------ THE DATA ------
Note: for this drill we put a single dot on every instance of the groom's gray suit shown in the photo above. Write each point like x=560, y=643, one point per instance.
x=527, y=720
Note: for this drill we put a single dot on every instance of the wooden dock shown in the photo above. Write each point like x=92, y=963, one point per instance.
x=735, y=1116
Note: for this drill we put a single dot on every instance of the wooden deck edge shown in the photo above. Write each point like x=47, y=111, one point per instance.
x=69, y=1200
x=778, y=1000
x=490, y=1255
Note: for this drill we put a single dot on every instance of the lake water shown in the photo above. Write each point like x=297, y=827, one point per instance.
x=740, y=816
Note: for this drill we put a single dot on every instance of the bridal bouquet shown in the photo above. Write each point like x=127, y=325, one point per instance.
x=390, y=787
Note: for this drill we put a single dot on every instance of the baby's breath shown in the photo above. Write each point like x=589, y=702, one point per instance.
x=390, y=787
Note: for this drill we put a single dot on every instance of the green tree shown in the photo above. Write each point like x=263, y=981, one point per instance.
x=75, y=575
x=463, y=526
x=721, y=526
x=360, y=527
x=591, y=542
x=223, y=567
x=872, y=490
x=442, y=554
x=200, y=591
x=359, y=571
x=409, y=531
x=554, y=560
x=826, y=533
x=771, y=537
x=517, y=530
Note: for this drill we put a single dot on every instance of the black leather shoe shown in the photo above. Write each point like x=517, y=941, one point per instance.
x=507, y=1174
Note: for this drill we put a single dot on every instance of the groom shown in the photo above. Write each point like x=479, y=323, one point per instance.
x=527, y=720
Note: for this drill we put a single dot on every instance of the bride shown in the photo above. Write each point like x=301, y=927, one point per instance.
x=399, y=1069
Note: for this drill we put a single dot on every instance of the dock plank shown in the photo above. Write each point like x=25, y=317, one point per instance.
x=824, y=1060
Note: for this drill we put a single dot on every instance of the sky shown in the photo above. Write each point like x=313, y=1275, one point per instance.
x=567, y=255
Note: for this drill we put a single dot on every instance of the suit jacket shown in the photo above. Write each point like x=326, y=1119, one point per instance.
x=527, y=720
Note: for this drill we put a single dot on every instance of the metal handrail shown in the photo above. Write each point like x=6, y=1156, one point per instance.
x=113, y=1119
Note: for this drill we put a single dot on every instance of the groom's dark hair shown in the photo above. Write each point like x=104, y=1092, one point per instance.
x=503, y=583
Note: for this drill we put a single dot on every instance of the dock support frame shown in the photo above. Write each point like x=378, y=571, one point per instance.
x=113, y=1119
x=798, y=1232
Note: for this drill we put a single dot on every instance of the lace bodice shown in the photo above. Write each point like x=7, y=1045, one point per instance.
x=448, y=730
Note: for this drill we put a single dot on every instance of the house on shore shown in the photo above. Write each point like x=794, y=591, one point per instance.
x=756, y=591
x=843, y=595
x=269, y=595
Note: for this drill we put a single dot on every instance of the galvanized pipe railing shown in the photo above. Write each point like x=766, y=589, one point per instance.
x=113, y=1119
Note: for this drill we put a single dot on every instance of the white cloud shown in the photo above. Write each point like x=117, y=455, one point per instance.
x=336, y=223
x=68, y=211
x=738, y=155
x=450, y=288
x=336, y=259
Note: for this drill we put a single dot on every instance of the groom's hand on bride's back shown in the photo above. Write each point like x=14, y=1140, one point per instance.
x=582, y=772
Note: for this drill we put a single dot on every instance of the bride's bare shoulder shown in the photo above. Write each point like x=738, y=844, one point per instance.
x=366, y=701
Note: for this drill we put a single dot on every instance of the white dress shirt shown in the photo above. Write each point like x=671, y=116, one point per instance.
------
DIRECTIONS
Please rewrite the listing above, substituting "exercise" for "drill" and keeping everything else the same.

TASK RESPONSE
Note: for this exercise we put a single dot on every instance of the groom's gray suit shown in the photo above. Write each point like x=560, y=643, one point per instance.
x=527, y=720
Note: for this exercise we put a single dot on every instance of the wooden dock shown in the photo above. Write each point like x=92, y=963, one point per instance.
x=735, y=1116
Note: for this exercise we put a single dot on every instance of the wooden deck edge shown in the photo above. Write each point like x=47, y=111, one point per instance.
x=69, y=1200
x=778, y=1000
x=490, y=1255
Note: for this exercise we put a single dot on every instance of the lake water shown in the photo above. Write each point like x=297, y=827, one point per instance.
x=740, y=816
Note: for this exercise we put a single dot on every instance of the bridal bouquet shown in the photo above. Write each point like x=127, y=325, one point per instance.
x=390, y=787
Note: for this exercise we put a single dot on every instance of the baby's breath shown in the photo above. Write each point like x=589, y=702, one point per instance.
x=390, y=787
Note: for this exercise we put a single dot on every instance of the green tree shown in the photo above. Write each point like x=263, y=981, one point per instance.
x=75, y=575
x=463, y=526
x=721, y=526
x=360, y=527
x=591, y=542
x=223, y=567
x=872, y=490
x=442, y=554
x=200, y=591
x=359, y=571
x=409, y=531
x=554, y=560
x=826, y=533
x=771, y=537
x=517, y=530
Note: for this exercise we put a single dot on every instance of the black leather shoe shown in the photo above. Write each point like x=517, y=941, one point per instance.
x=507, y=1174
Note: for this exercise we put a single dot on every instance of the groom shown in the photo above. Write each point like x=479, y=323, one point per instance.
x=527, y=720
Note: for this exercise we put a single dot on every instance of the bride shown in the photo above. Write each point like x=301, y=927, one point per instance.
x=399, y=1069
Note: for this exercise we put a single dot on every instance of the dock plank shown in the photo above. Write each point like x=25, y=317, one point per instance.
x=824, y=1060
Note: for this exercise we put a single dot on every instance of the sky shown in the photo above. Write each point like x=313, y=1275, one point per instance.
x=567, y=255
Note: for this exercise we put a single dot on every instance of the suit jacket shown in the photo above. Write each point like x=326, y=1119, one point per instance.
x=527, y=720
Note: for this exercise we put a single dot on every instance of the metal handrail shown in the photo above. Write each point like x=6, y=1156, one point per instance.
x=113, y=1119
Note: for this exercise we put a single dot on every instance of the groom's dark hair shown in the photo above. Write each point like x=104, y=1092, one point per instance.
x=503, y=583
Note: for this exercise we put a single dot on every instance of the dock support frame shown in the photo above. Write each point like x=378, y=571, one point per instance.
x=113, y=1119
x=798, y=1232
Note: for this exercise we put a single dot on every instance of the lace bodice shown in the photo above. Write each point like x=7, y=1045, one point per instance.
x=448, y=730
Note: for this exercise we put a single dot on every instance of the house on shore shown in the photo above. Write each point like x=794, y=591, one point per instance.
x=756, y=591
x=843, y=595
x=269, y=595
Note: for this exercise we put a single dot on every instance of the galvanized pipe railing shown in the photo above. Write each point like x=766, y=589, one point per instance.
x=113, y=1119
Note: for this exercise we put a single dot on every instance of the white cloud shown in the photo above. Write each point like x=117, y=455, one point per instance.
x=336, y=223
x=68, y=211
x=738, y=155
x=450, y=288
x=336, y=259
Note: for this exercise we put a single dot on every instance of the groom's hand on bride's back shown in the photo above. Write each point like x=14, y=1140, one point per instance.
x=582, y=772
Note: for this exercise we put a single dot on every instance of the bride's bare shoulder shown in the photo above. Write each point like x=738, y=844, one point per instance.
x=366, y=701
Note: for this exercise we put a single dot on every instance of the white dress shirt shown in the photo above. Write each point like x=671, y=116, one point per instance.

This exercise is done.